> **Brano di testo**
========================

RASSEGNA STAMPA - Otto stagioni in biancoceleste condite da 249 presenze e 10 gol. Luigi Martini, uno degli eroi del primo, storico, scudetto del 1974, ha rilasciato un'intervista ai taccuini de La Gazzetta dello Sport, nella quale ha parlato proprio di quella Lazio, ripercorrendo quegli anni e soffermandosi su figure come quelle di Maestrelli, Chinaglia e Re Cecconi.

LA SQUADRA DEL '74 - "Eravamo forti e fragili, uniti e divisi. Immortali. E Maledetti. Tanti amici se ne sono andati giovani, prima del tempo. Di noi dicevano: Lazio squadra di fascisti. La Digos ci avvertì: le Brigate Rosse stanno progettando un attentato contro di voi. Avevamo il porto d'armi, giravamo con le pistole, Petrelli sparava ai lampioni, io andavo tre volte alla settimana al poligono. Ci allenavamo in due spogliatoi diversi. Da una parte Chinagliam Wilson, Pulici, Nanni, Oddi; dall'altra io, Re Cecconi, Frustalupi, Petrelli. D'Amico era un ragazzino. Garlaschelli stava per i fatti suoi. Ci guardavamo di sbieco, nelle partitelle ci si menava senza pietà. A vigilare su tutti la persona più bella che ho conosciuto: Tommaso Maestrelli".

========================

> **Dati forniti**

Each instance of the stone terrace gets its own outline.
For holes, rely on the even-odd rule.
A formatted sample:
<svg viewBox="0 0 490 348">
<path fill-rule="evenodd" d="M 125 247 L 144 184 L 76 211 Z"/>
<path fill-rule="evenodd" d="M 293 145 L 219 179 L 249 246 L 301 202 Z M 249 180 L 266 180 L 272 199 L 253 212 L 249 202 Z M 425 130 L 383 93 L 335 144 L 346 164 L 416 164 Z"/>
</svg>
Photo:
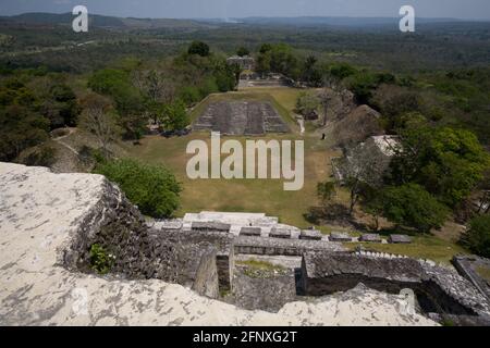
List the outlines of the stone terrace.
<svg viewBox="0 0 490 348">
<path fill-rule="evenodd" d="M 193 129 L 248 136 L 290 132 L 269 102 L 258 101 L 212 102 L 194 123 Z"/>
</svg>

========================

> **Cose da fare**
[1] Rispondi a queste domande sul brano dedicato alla Lazio del 1974:
(a) Quante presenze ha collezionato Luigi Martini in biancoceleste?
(b) A quale giornale ha rilasciato l'intervista?
(c) Quante volte alla settimana Martini andava al poligono?
[2] Prosegui il brano sulla Lazio dello scudetto del 1974, riprendendo dopo la sua ultima frase.

> **Risposte ai compiti**
[1]
(a) 249 presenze.
(b) A La Gazzetta dello Sport.
(c) Tre volte alla settimana.

[2]
MAESTRELLI - "Un uomi immenso e buono, lo definirei un comunicatore evangelico. L'immagine che porto nel cuore è la domenica dello scudetto, quando vincemmo all'Olimpico contro il Foggia. Vedo Maestrelli che si porta le mani ai capelli e piange, piange tutte le lacrime che ci sono state e quelle che verranno".

CHINAGLIA - "Giorgio voleva solo “fare gò”, come diceva lui. Era un ragazzo d’oro, ma incazzoso. Ha combattuto tutta la vita con i demoni che aveva dentro".

RE CECCONI - "Luciano ancora oggi è l’ombra che mi cammina accanto. Lo convinsi a lanciarsi con il paracadute. Mi diceva: Gigi, e se cadendo ci spacchiamo le gambe? E subito dopo eravamo in volo, insieme. Sono arrivato in ospedale pochi minuti dopo che era morto, il medico mi prese il dito e lo accompagnò sul rene di Luciano, dove si era fermato il proiettile. Non credo all’ipotesi dello scherzo, non esiste. Ho letto gli atti, nessun testimone l’ha sentito pronunciare la frase: “Fermi tutti questa è una rapina”. Luciano non l’avrebbe mai detto. Sono convinto che sia partito un colpo accidentale. Il gioielliere aveva paura, era stato rapinato più volte. Impugnava una pistola 7.65 con il cane sensibilizzato, prima ha puntato l’arma su Ghedin e poi, spostandola appena, ha sparato. Basta un niente, basta sfiorare il grilletto".